== EXERCISE ==
The records that follow must be repeated exactly, except for their pictures.

== RECORDS TO PROCESS ==
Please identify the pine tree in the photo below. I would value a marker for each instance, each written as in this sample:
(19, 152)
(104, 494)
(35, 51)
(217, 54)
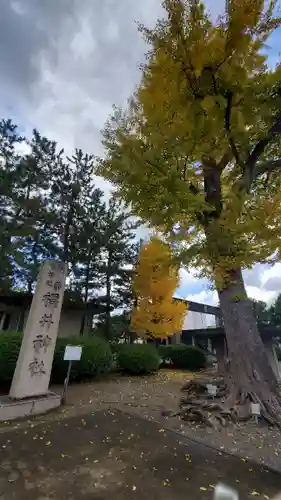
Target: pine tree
(197, 154)
(117, 258)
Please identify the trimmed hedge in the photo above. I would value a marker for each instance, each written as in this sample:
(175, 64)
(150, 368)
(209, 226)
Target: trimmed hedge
(186, 357)
(96, 358)
(138, 359)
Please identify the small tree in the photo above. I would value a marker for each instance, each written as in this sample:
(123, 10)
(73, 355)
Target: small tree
(156, 315)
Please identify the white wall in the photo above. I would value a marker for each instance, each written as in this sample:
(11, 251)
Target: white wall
(194, 320)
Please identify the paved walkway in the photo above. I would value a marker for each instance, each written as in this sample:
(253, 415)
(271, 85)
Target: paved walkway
(114, 453)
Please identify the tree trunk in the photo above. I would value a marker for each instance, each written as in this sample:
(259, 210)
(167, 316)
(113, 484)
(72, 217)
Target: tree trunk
(108, 299)
(86, 294)
(251, 376)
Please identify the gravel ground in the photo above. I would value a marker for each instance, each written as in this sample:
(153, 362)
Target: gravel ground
(147, 397)
(109, 453)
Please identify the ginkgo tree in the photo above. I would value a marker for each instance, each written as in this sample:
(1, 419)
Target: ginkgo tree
(197, 153)
(156, 315)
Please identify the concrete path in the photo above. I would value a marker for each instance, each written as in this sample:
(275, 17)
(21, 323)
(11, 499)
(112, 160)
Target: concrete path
(113, 453)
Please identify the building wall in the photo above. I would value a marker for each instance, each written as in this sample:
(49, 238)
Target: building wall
(194, 320)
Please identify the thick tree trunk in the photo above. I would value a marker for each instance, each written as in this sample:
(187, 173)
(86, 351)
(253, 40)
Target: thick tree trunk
(251, 377)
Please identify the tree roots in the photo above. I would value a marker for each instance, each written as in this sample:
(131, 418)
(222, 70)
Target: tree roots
(226, 406)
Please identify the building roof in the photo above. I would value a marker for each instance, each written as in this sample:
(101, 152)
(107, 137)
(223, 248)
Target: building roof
(201, 308)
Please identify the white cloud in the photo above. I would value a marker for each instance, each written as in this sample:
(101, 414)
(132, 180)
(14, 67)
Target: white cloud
(65, 63)
(262, 283)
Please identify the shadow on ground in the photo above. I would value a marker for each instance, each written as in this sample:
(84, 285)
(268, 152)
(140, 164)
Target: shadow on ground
(113, 453)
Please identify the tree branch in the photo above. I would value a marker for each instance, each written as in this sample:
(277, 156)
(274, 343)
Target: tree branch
(250, 172)
(261, 145)
(267, 167)
(227, 118)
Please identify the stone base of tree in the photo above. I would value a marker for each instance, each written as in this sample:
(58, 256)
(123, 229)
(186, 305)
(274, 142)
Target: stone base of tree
(218, 410)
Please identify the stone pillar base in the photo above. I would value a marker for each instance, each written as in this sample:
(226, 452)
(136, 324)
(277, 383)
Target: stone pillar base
(24, 408)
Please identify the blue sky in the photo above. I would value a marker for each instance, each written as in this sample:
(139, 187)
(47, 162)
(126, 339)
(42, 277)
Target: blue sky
(65, 62)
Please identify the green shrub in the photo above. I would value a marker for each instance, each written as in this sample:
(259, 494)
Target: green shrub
(182, 356)
(138, 358)
(10, 343)
(96, 358)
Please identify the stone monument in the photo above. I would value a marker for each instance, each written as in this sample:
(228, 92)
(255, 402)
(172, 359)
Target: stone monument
(29, 393)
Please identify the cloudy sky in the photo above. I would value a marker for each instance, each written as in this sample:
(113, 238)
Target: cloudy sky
(64, 63)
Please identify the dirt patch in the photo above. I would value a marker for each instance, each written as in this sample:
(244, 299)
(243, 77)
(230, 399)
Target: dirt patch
(113, 453)
(148, 397)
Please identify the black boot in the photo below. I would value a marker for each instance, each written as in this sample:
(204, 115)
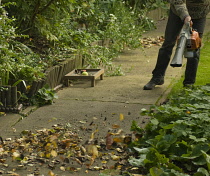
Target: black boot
(153, 82)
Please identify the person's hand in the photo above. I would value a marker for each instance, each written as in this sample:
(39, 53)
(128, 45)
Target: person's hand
(188, 20)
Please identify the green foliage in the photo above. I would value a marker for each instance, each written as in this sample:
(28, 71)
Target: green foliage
(44, 96)
(57, 28)
(177, 139)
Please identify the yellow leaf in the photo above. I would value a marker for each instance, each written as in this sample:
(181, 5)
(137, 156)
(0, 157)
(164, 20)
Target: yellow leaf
(92, 150)
(121, 117)
(93, 134)
(53, 153)
(48, 155)
(50, 173)
(115, 126)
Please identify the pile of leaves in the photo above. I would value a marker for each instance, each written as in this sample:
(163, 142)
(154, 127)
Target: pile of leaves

== ANSWER AREA ==
Please identify the pine tree in the photo below. I would value a marker for each instance, each written as in this sample:
(19, 152)
(104, 494)
(35, 51)
(217, 54)
Target: pine tree
(197, 154)
(117, 258)
Please identify the trimmed hedge in the photo above. I would value a marker for each instance, each written as in this sample:
(175, 64)
(150, 368)
(209, 226)
Target: trimmed hedge
(186, 357)
(96, 358)
(138, 359)
Please identify the small tree in the photo above. I would value a marker for each instance, each written as in this sample:
(123, 10)
(73, 355)
Target: small tree
(156, 315)
Please identify the white wall in the photo above. I would value a marker for each instance, each written as in this sample:
(11, 251)
Target: white wall
(194, 320)
Please identify the paved walkway in the photo above. I would value a marker for each instance, each written as in this sample:
(253, 415)
(271, 85)
Target: paved walkway
(114, 453)
Please identify the tree trunk in the photo above. I would value a marker for each instance, each written as in this sample:
(259, 210)
(167, 316)
(113, 484)
(72, 217)
Target: tree trunk
(108, 299)
(86, 294)
(251, 376)
Please identify the gravel ground in the photo above. I would value a marker for each instance, each written as in this sample:
(153, 362)
Target: gravel ground
(147, 397)
(109, 453)
Please identify the ginkgo tree in the photo above. I would value a marker for each instance, each written as in this sample:
(1, 419)
Target: ginkgo tree
(197, 153)
(156, 315)
Please identify the concrete path in the photo above. I would value a marker for each instance, each written as in this sample:
(275, 17)
(21, 323)
(11, 499)
(112, 160)
Target: concrete path
(113, 453)
Please identify the building wall in the photo above. I would value a marker for each instance, each written as in this sample:
(49, 238)
Target: building wall
(194, 320)
Please identify the thick tree trunk in the photo above. I would value a marker for each instance, each written as in this sample:
(187, 173)
(86, 351)
(253, 40)
Target: thick tree trunk
(251, 377)
Please identify the tree roots in the photo above. I would value a marker for each instance, each written as in this sample:
(131, 418)
(222, 70)
Target: tree roots
(226, 406)
Please identify the building roof in the photo above. I would value a marker for each instance, each written as in this sample:
(101, 152)
(107, 137)
(223, 248)
Target: building roof
(201, 308)
Please identify the white cloud in the photo above. I would value a marker for each instance, each written as in this sample:
(101, 414)
(132, 180)
(14, 67)
Target: white cloud
(65, 63)
(262, 283)
Please identify the shadow on ground in the photo above. I would value a marker for each instance, each written as in this sample:
(84, 285)
(268, 152)
(140, 164)
Target: shadow on ground
(113, 453)
Please identify the tree branch in the photo above. I would value a marker for each instance, each written as in this sample:
(277, 156)
(274, 343)
Target: tree branch
(250, 172)
(261, 145)
(267, 167)
(227, 118)
Please identify the stone base of tree in the photo above. I would value a marker for each instance, each written as in this sample:
(58, 256)
(123, 229)
(186, 305)
(274, 142)
Target: stone base of tree
(218, 410)
Please identify the stone pillar base in the photo above. I would value a marker for each instance, each written as in this sample:
(226, 452)
(136, 324)
(277, 383)
Target: stone pillar base
(24, 408)
Please identify the blue sky in the photo above. I would value a marker for each instance, each written as in this sample:
(139, 187)
(47, 162)
(126, 339)
(42, 277)
Target: blue sky
(65, 62)
Please identify the green shrub in the photo above. I would value a marker for each instance, each written as in this sample:
(259, 494)
Target: green shrub
(182, 356)
(138, 358)
(10, 343)
(96, 358)
Please identify the stone monument in the photo above. I would value a marker for each instance, each written as in this sample:
(228, 92)
(255, 402)
(172, 359)
Target: stone monument
(29, 393)
Please identify the cloudy sky in the photo above. I would value a marker for each instance, each written as in this sample:
(113, 238)
Target: cloudy sky
(64, 63)
Please identify the dirt patch in the photo above. I would value a marker for each instance, each written as in this sample:
(244, 299)
(243, 77)
(230, 399)
Target: dirt patch
(113, 453)
(148, 397)
Please identify the black boot in the photo below. I would value a marker for each instance, each written as in this sample:
(204, 115)
Target: black boot
(153, 82)
Please identify the person's hand in the photo above. I would value a marker for each instance, each written as in this sample:
(39, 53)
(128, 45)
Target: person's hand
(188, 20)
Please identify the green foliage in the photo above. I would value a marker for each instance, each written as in this sample:
(28, 71)
Target: green foliage
(44, 96)
(57, 28)
(177, 139)
Please identify the yellow leaf in the photo above. I would value a marker for each instance, each written as in this sample:
(181, 5)
(137, 156)
(0, 157)
(164, 20)
Target: yellow leaf
(92, 150)
(121, 117)
(93, 134)
(53, 153)
(48, 155)
(50, 173)
(115, 126)
Please identify the pile of leaves in the photo above. I would value a marker for each instance, each written as in this sample:
(163, 142)
(154, 127)
Target: pile of leaves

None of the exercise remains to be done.